Exercise goal
Transcribe exactly, and only, the lines from the one with "<point>301,124</point>" through the end of the records below, including both of those lines. Skip all pictures.
────────
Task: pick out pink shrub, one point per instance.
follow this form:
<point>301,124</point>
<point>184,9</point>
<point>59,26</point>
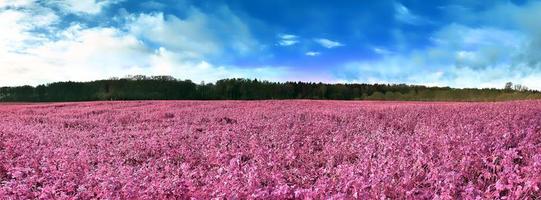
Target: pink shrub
────────
The answer
<point>301,124</point>
<point>184,9</point>
<point>59,26</point>
Target: pink shrub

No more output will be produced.